● **Document**
[RFC PATCH 33/45] iommu/arm-smmu-v3: Use single pages for level-2 stream tables

Jean-Philippe Brucker jean-philippe at linaro.org
Wed Feb 1 04:53:17 PST 2023


Rather than using a fixed split point for the stream tables, base it on
the page size. It's easier for the KVM driver to pass single pages to
the hypervisor when lazily allocating stream tables.

● **Data section**
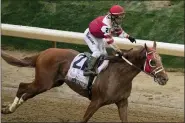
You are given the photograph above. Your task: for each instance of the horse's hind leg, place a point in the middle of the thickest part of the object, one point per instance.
(27, 91)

● **Problem details**
Repeat word for word the passage of the stream-table patch starting at "[RFC PATCH 33/45]" and ending at "allocating stream tables.". The listing is separate material and is unrelated to the stream-table patch.

● **Final answer**
[RFC PATCH 33/45] iommu/arm-smmu-v3: Use single pages for level-2 stream tables

Jean-Philippe Brucker jean-philippe at linaro.org
Wed Feb 1 04:53:17 PST 2023


Rather than using a fixed split point for the stream tables, base it on
the page size. It's easier for the KVM driver to pass single pages to
the hypervisor when lazily allocating stream tables.